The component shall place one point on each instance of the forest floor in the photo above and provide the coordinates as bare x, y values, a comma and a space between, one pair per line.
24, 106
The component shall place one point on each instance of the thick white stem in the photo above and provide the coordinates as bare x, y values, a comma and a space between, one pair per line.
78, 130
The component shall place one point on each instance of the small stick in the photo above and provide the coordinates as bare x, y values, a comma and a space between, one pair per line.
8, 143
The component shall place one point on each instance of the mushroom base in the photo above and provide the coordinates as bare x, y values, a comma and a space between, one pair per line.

================

*What you should do*
Reproduce the listing word for word, from the line containing "of the thick" through the last line of the listing, with both of those lines included.

*Answer to this problem*
The component shall place one point on each instance of the thick white stem in the photo above and provide the coordinates as bare x, y values, a comma and a space between, one pair per line.
78, 130
The component shall place one point on each instance of the small stick in the photo above and provide the coordinates as bare x, y values, a comma and a space between, one pair per line.
8, 143
The component shall place one point on each instance of the mushroom base in the photo above and provide the coordinates as bare x, y values, a comma and a space between, one pair per line.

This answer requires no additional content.